Selected extract

Traumatic Brain Injury  |  Education & Resources  |  Post Concussion Treatment

Using functional NeuroCognitive Imaging (fNCI) brain scan technology, we are able to measure the function and activation levels of 60 regions in the brain. We can clearly and objectively see which parts of the brain are working too hard or not working hard enough.  Many of our patients are grateful for the objective analysis of fNCI because it gives them a precise understanding of how their injury is influencing their brain's ability to work efficiently.

Many patients come to us as a last resort, because everything else they have tried has not helped them in the ways they need and want. Before coming to CFX, many of our patients have followed commonly accepted protocols used after sustaining a head injury.  Many have undergone a CT Scan or an MRI with the hope of finding a detailed diagnosis or answers to their symptoms and challenges.

Unfortunately, these scans only detect gross structural damage, which is almost always not found in concussion.  Also, these scans cannot shed light on functional impairments and their connection to symptoms.

Region pointing data:
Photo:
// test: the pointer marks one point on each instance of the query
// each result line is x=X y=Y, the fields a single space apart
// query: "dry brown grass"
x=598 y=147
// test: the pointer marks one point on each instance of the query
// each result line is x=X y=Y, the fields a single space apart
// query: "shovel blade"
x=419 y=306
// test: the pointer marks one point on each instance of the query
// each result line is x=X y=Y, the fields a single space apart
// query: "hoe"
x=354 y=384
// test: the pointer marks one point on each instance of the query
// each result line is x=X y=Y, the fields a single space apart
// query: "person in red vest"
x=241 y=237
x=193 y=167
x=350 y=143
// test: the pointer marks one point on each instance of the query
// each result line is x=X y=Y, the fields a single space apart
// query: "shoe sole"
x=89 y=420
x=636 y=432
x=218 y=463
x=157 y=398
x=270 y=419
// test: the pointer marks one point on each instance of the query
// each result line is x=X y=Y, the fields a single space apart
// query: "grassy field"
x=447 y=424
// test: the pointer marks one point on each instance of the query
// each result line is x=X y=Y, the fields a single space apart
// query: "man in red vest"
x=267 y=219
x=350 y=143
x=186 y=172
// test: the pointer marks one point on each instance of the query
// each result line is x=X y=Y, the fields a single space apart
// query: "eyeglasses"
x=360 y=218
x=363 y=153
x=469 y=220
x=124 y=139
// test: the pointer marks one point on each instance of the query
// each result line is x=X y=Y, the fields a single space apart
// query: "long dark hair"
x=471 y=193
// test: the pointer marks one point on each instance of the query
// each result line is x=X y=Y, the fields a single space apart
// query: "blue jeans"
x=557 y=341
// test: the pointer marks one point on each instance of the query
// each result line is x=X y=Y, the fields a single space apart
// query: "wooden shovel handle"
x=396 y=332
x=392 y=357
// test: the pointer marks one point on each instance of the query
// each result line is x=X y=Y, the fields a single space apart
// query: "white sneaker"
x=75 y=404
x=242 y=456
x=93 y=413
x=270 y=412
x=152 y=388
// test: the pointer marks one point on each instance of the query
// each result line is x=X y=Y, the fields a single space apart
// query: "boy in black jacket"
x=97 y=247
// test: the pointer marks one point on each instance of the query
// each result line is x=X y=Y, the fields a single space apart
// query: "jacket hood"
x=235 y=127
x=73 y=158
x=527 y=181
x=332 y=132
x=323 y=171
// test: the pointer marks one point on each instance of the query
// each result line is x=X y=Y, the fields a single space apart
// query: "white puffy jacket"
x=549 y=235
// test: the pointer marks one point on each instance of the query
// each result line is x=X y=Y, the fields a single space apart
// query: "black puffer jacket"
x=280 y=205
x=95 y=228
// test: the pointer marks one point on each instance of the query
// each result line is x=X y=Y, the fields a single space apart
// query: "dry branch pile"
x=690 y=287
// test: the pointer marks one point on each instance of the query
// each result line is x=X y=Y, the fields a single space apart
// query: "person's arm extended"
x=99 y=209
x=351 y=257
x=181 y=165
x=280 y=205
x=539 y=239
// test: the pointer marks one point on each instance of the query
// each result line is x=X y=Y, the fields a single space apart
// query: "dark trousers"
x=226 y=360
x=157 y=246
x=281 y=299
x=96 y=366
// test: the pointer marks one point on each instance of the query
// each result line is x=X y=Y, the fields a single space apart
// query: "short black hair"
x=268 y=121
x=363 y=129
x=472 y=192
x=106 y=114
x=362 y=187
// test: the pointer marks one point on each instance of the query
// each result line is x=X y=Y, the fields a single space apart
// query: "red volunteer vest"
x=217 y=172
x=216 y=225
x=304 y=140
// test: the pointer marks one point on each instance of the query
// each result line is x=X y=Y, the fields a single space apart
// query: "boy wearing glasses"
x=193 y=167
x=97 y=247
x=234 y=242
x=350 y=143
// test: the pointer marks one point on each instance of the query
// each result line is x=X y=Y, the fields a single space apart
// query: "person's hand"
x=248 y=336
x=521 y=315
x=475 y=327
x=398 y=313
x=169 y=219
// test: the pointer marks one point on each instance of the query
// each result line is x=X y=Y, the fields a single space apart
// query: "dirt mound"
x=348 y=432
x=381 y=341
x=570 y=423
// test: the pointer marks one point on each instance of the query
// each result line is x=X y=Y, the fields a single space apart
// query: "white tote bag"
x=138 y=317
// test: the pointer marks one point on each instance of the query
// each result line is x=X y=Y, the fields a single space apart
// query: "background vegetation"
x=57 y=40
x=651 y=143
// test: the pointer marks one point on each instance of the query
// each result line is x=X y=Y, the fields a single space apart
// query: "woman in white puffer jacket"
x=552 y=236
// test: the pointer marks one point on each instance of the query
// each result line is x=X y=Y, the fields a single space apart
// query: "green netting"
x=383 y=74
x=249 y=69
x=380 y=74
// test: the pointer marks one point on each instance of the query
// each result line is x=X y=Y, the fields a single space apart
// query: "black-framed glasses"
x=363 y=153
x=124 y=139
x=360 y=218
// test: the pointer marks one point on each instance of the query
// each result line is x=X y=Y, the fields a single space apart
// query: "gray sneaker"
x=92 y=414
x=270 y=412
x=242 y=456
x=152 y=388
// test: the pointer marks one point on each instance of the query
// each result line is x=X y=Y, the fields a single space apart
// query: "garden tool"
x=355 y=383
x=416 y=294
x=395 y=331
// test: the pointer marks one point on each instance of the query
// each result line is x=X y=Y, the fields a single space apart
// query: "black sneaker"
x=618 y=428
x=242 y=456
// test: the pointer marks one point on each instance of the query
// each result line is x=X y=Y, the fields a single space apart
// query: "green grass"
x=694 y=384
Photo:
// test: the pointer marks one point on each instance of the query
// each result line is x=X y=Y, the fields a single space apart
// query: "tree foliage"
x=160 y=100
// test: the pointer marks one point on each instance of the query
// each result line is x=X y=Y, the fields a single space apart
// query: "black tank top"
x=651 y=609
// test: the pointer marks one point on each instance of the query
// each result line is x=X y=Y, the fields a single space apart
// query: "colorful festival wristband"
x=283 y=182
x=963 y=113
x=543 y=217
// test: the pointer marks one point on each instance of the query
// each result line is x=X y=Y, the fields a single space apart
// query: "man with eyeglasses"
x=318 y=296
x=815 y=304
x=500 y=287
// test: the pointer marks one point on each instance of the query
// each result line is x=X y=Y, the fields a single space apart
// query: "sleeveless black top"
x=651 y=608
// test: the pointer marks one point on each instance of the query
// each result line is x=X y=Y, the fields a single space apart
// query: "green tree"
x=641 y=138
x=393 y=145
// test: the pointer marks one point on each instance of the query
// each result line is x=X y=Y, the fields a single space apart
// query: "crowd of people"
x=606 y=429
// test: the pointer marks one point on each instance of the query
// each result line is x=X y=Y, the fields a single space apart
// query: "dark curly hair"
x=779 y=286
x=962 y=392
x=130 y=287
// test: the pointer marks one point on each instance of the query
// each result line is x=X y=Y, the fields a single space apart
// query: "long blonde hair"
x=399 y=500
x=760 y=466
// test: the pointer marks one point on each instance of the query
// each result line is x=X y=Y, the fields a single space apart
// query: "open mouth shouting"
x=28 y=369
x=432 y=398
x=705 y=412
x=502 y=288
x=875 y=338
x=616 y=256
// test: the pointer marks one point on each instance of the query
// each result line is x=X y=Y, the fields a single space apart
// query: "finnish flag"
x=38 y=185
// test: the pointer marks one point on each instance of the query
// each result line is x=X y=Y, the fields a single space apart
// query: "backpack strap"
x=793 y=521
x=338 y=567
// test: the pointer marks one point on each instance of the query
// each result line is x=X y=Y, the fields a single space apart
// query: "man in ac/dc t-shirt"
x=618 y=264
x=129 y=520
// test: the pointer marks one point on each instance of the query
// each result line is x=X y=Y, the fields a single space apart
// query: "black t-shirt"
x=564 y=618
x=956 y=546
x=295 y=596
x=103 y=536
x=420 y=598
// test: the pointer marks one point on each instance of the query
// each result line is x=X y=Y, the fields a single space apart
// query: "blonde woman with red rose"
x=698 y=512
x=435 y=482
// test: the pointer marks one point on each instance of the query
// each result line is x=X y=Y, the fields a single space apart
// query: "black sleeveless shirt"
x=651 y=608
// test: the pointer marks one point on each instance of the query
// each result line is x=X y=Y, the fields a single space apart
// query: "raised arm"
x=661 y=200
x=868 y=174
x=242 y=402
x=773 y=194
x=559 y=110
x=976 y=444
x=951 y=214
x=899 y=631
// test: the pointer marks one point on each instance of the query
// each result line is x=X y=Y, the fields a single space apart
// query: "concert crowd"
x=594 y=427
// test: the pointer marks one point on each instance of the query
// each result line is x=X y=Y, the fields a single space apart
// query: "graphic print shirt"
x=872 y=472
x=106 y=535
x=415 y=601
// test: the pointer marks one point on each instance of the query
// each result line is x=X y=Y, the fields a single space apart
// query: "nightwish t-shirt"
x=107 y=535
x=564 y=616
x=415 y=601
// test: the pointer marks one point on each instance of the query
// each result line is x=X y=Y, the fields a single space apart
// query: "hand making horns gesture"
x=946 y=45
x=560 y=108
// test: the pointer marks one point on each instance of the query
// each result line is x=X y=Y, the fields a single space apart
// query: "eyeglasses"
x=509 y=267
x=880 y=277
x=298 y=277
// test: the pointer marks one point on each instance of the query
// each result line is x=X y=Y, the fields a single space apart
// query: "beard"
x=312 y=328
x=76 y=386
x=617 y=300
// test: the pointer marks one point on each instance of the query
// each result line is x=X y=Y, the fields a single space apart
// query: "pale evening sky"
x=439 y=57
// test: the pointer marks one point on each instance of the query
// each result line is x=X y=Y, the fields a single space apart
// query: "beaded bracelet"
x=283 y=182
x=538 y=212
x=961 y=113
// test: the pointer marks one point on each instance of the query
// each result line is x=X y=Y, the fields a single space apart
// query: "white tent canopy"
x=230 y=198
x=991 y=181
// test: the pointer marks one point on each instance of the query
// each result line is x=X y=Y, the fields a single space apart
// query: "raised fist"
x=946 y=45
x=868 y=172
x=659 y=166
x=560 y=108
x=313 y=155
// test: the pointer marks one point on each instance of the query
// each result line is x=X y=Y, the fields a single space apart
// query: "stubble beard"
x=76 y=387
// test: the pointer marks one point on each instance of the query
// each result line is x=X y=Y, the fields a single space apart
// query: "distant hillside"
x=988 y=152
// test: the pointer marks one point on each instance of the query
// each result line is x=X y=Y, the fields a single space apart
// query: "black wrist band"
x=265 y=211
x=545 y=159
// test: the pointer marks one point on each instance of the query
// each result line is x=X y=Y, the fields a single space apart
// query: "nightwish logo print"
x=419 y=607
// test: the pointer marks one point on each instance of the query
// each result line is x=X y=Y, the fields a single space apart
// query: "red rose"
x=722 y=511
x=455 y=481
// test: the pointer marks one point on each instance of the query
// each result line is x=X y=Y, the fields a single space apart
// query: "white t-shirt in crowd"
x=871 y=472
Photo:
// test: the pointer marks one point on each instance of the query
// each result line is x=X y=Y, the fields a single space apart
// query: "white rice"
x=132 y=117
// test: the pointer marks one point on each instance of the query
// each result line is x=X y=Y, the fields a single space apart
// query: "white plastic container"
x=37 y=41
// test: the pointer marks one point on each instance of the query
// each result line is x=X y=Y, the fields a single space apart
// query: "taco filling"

About this task
Decide whether each statement agrees with the concussion text, answering yes or no and quoting the words of the text that settle it. 1. fNCI measures the function and activation levels of 60 regions in the brain. 2. CT scans and MRIs usually find gross structural damage in concussion. 3. CT scans and MRIs can show how functional impairments connect to symptoms.

Answer area
1. Yes: "we are able to measure the function and activation levels of 60 regions in the brain"
2. No: "these scans only detect gross structural damage, which is almost always not found in concussion"
3. No: "these scans cannot shed light on functional impairments and their connection to symptoms"